**SELECTED TEXT:**
########################################

UsageError: Line magic function `%` not found.


⭐ **Python is 'dynamically typed'.** This means you don't have to declare what type of data a variable will hold (like numbers, text, etc.) - Python figures it out automatically when you run your code.

In [None]:
#for example, let's create two variables:
a_number = 1
another_number = 2.5
a_nice_thought = "more than the sum of its parts"

#now let's see what 'type' of object python decided to store these variables as:
print(type(a_number))          # <class 'int'> - integer (whole number)
print(type(another_number))    # <class 'float'> - floating point number (decimal number)
print(type(a_nice_thought))    # <class 'str'> - string (text)

#... see the outputs below? They will match the comments above.

#PROTIP, as convenient as this is, sometimes we want to be explicit about what type of data we want to store in a variable.
#We can do this by 'casting' the variable to a specific type:
an_integer = int(2.5)  #cast to integer (will truncate the decimal part)
a_float = float(2)     #cast to float (will add a decimal part)
a_string = str(123)    #cast to string (will convert the number to text)

#In practice, you will likely not bother with this until something goes wrong (e.g., you try to do math with a string, or concatenate a number to a string). That is OK!.

**Python uses 'indentation' (spaces or tabs) to organize code structure.** This makes Python code look clean and forces good formatting habits.

########################################

[Image box annotation rows]
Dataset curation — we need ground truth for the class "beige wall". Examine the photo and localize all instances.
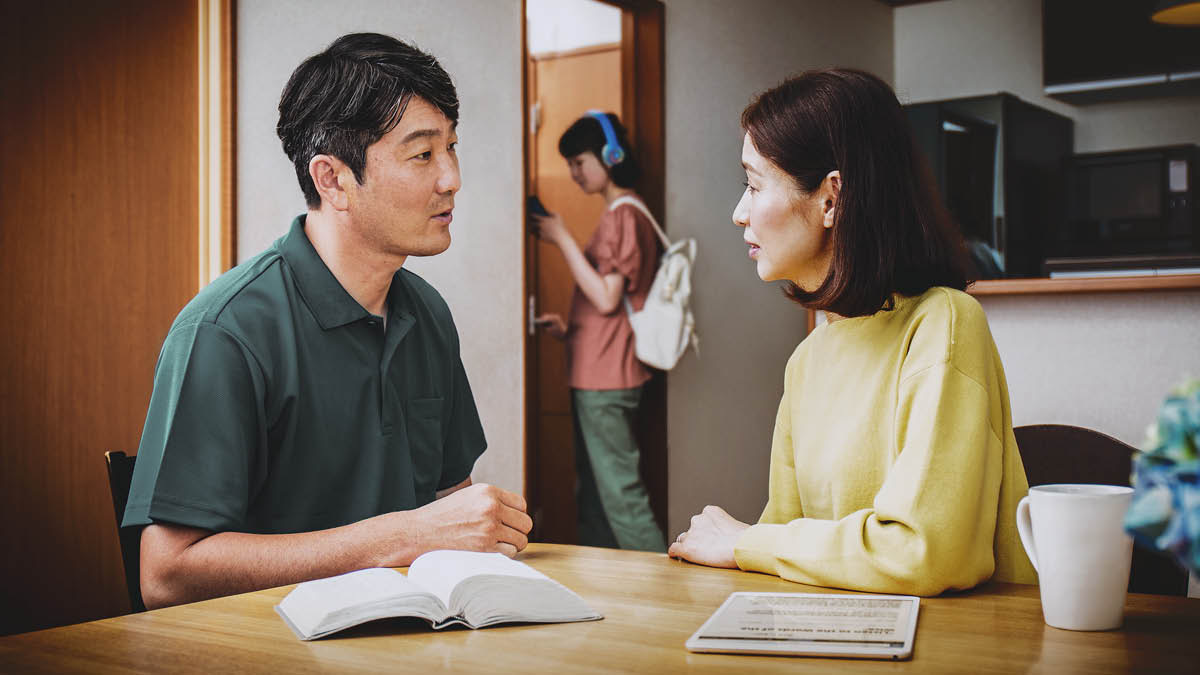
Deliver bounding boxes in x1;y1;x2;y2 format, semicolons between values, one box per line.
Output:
666;0;892;536
895;0;1200;444
236;0;524;490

########################################

**TASKS:**
1. In the Python tutorial text, what happens to the decimal part when a value is cast to an integer?
2. Reproduce the Python tutorial text from "#In practice, you" to "good formatting habits.".

**TASK-BY-TASK SOLUTIONS:**
1. The decimal part is truncated.

2.
#In practice, you will likely not bother with this until something goes wrong (e.g., you try to do math with a string, or concatenate a number to a string). That is OK!.

**Python uses 'indentation' (spaces or tabs) to organize code structure.** This makes Python code look clean and forces good formatting habits.